## BRIEF
From the line containing "for the truck" down to the last line of the records below, copy every line exactly. Leave out everything before it.

## INFORMATION SHOWN
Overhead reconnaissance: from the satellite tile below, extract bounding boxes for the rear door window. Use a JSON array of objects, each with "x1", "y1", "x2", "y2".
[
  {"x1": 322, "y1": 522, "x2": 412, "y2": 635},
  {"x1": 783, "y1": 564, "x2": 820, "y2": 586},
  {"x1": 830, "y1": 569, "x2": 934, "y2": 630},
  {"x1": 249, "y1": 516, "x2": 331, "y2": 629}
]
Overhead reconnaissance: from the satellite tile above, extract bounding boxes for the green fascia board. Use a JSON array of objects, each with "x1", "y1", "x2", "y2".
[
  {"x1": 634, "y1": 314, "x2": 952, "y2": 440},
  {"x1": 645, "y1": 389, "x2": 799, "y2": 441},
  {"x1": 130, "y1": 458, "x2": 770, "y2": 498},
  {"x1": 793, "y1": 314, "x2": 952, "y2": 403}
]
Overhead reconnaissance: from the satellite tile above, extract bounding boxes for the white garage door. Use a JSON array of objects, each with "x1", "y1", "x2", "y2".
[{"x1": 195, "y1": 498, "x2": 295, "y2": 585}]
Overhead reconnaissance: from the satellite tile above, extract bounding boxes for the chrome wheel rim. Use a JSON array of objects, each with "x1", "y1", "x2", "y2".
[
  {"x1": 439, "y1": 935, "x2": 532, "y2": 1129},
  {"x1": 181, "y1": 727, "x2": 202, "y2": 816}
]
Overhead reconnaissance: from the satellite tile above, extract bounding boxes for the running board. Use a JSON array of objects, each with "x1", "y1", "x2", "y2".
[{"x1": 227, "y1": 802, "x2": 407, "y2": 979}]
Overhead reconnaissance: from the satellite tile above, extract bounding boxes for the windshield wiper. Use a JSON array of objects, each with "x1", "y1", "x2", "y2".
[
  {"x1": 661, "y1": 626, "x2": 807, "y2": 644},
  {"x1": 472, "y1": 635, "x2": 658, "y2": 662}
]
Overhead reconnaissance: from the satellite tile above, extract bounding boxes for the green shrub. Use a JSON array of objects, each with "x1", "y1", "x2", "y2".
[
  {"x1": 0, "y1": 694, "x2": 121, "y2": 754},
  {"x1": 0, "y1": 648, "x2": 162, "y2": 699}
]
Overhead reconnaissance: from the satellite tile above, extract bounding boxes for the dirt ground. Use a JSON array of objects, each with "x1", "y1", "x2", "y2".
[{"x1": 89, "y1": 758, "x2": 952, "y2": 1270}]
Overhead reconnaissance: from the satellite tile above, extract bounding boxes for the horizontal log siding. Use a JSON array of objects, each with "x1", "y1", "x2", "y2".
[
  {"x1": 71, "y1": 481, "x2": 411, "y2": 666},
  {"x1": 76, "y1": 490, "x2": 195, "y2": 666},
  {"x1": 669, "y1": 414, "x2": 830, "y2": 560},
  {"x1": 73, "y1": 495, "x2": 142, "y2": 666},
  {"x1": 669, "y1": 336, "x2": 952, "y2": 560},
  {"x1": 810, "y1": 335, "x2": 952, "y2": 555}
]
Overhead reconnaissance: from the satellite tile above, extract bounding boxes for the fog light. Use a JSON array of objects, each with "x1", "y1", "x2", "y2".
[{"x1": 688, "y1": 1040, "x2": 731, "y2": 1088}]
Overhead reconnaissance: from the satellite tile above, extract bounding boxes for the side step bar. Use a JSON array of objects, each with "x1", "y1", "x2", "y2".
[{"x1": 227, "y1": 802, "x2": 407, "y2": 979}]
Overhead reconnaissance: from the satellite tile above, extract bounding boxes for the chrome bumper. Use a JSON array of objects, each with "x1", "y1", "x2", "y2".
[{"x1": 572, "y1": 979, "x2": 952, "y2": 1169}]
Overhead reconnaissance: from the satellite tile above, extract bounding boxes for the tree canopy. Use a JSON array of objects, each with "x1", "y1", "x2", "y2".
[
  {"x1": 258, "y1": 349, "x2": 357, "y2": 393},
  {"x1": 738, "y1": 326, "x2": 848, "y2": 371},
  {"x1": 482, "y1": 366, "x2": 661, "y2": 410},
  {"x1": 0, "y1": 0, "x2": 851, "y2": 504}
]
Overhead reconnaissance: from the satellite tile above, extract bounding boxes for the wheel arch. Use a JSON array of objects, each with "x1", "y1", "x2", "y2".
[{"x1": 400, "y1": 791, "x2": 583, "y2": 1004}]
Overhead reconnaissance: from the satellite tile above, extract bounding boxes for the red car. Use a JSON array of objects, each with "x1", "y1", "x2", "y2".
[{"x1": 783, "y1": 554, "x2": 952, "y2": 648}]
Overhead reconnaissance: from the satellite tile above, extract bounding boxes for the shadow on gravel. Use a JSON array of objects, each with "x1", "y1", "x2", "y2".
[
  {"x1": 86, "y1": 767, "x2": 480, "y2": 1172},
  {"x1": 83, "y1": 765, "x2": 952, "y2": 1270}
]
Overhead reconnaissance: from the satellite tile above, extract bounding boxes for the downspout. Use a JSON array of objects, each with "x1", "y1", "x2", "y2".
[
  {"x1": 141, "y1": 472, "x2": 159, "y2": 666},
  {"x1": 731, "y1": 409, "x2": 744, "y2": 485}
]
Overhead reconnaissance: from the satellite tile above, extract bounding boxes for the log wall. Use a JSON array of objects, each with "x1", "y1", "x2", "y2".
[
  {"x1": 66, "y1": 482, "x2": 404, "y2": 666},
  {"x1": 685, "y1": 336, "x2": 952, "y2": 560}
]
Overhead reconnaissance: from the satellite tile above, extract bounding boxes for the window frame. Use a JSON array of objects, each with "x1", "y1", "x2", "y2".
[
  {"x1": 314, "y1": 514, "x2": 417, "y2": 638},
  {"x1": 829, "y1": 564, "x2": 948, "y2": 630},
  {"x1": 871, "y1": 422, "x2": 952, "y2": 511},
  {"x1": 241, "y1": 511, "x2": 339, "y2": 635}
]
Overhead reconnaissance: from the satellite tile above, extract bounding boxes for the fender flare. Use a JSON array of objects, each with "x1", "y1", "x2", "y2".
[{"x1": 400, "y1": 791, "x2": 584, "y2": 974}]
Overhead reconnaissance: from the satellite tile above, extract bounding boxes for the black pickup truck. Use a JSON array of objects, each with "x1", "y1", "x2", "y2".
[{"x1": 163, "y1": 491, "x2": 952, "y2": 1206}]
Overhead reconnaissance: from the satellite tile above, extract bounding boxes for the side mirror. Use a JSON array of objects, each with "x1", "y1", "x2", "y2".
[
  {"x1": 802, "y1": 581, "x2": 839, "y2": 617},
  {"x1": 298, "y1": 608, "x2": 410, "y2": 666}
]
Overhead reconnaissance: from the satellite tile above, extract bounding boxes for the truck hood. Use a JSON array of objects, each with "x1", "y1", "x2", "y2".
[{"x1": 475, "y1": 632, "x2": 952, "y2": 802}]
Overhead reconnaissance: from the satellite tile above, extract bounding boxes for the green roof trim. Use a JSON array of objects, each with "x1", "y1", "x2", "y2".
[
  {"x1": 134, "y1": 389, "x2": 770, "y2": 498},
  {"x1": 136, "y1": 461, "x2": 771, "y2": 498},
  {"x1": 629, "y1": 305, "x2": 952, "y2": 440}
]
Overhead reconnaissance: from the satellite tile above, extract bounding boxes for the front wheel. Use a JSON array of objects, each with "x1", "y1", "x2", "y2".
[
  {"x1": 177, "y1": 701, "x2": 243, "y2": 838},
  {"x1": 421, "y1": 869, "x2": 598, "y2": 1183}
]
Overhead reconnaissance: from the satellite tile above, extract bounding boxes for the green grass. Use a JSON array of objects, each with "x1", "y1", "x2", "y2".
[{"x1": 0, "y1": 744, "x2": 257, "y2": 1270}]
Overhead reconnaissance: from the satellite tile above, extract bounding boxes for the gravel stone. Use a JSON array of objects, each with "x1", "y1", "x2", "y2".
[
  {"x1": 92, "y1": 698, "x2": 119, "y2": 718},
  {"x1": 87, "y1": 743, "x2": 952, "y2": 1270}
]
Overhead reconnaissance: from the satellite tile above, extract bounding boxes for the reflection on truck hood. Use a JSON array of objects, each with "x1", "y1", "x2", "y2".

## WRITTEN REPLY
Overhead reconnaissance: from the satellite tile above, extract bounding boxes for the truck hood. Use a JSON array of objects, each with "x1", "y1", "x2", "y2".
[{"x1": 475, "y1": 632, "x2": 952, "y2": 802}]
Overhead reconnaissance: from the satellite tile above, extract bounding boxes for the green roof trim. Use a JSON array of objects, each with "x1", "y1", "x2", "y2".
[
  {"x1": 134, "y1": 389, "x2": 770, "y2": 498},
  {"x1": 136, "y1": 461, "x2": 771, "y2": 498},
  {"x1": 629, "y1": 305, "x2": 952, "y2": 440}
]
Overhead reconnaissance: from the satellite tile above, extract bounding boxes for the front wheel. Use a JSON array of objects, each with "x1", "y1", "x2", "y2".
[
  {"x1": 177, "y1": 701, "x2": 243, "y2": 838},
  {"x1": 421, "y1": 869, "x2": 598, "y2": 1183}
]
Overhead reconnaissance: from the satellite tile above, extract bounding boxes for the green grass. Use a JSON array of objects, each with "x1", "y1", "x2", "y2".
[{"x1": 0, "y1": 744, "x2": 257, "y2": 1270}]
Overhead reconnaissance: from the satellite tile above, extract bounding boxes for the gravel stone. Use a JSON array of objects, each with "x1", "y1", "x2", "y2".
[
  {"x1": 92, "y1": 698, "x2": 119, "y2": 718},
  {"x1": 87, "y1": 743, "x2": 952, "y2": 1270}
]
Overhead reconnaissance: from the satellite tile above, extract bounding boxes for the reflection on truck hood. Use a JSON array of objects, each with "x1", "y1", "x2", "y2".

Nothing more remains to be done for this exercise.